- Document passage -
-.-.-

WHILE the explosion of the Covid-19 pandemic has brought with it death, destruction, anxiety and disruption of lives across the globe and also in Zimbabwe, the disease has had an interesting effect on economic activities as well.
From the hairdresser, barber to a previously dead textile sector, the effect of the pandemic has left ordinary Zimbabweans renowned for their entrepreneurial ingenuity having to adopt and adapt or die.
A new breed of entrepreneurs has been birthed as people move to merge with the new world order of staying at home and social distancing at the same time ensuring that life does go on.
The textile industry which had been literally shut down has seen tailors especially home based roar into life with the manufacture of face masks.
Ms Sindisiwe Sibanda who ran a lucrative fashion and design business in Bulawayo’s Central Business District (CBD), but closed down as she was not enlisted as an essential service has moved her business home.
She has dusted up her sewing machines as production of face masks hit through the roof and a new line of revenue has emerged from absolutely nowhere.

-.-.-

- Records provided -
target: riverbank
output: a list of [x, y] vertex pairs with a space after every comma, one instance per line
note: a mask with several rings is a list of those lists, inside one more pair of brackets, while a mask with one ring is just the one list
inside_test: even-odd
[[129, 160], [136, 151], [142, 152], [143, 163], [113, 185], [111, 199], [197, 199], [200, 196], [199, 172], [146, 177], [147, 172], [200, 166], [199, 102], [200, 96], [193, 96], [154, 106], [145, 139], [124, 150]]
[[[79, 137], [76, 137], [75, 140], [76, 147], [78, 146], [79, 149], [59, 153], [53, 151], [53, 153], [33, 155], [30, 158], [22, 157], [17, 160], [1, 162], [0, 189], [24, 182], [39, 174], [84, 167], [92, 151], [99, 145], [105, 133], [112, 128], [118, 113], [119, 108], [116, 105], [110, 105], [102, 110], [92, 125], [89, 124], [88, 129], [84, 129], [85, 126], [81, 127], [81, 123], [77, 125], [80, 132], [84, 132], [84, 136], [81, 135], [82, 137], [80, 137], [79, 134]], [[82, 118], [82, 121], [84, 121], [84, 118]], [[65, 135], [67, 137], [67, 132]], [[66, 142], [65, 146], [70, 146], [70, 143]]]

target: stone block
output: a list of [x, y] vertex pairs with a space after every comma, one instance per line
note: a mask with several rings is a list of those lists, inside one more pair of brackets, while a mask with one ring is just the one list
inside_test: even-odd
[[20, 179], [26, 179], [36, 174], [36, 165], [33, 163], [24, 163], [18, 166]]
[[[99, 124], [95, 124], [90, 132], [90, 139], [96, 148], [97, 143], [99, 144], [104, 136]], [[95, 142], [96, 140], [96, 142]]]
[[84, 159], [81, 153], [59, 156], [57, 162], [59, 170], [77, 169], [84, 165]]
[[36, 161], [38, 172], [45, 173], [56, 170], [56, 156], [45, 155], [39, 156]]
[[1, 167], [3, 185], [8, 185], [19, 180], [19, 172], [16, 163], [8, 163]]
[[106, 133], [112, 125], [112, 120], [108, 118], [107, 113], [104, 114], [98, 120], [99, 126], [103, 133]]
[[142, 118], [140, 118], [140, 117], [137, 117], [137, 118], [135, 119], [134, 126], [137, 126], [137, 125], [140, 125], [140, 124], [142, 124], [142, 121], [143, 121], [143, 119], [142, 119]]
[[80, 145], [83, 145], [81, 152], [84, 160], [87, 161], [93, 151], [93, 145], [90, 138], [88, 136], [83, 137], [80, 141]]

-.-.-

- Work instructions -
Extend the news story above about how Covid-19 changed small businesses in Zimbabwe, starting right after its last sentence about the face mask trade.

- Answer area -
“I left the business back in March when the lockdown started and I sat at home meditating on my next move. There was basically no business at all but when it was announced that we have to wear face masks I quickly decided to make use of the machine I have at home and the scraps of cloth that I had. I now sew masks at home and it does not take much to do them. This way I am earning foreign currency and feeding my family,” she said.
Ms Sibanda sells the masks at USD 0.75c each and has started receiving orders from other people who are ordering them in bulk.
“I actually now supply people who are in the CBD and they take bulk orders. I am even failing to meet demand because everyone wants to have a few masks for themselves and their families,” she revealed.
Other large industries in Bulawayo have also switched gears and are manufacturing face masks en mass in order to supply the market that is in need of this new requirement.
This is all because of a new phenomenon known as national lockdown that is aimed at slowing down the spread of the deadly virus.
Government also made it compulsory for everyone to wear a face mask in public places.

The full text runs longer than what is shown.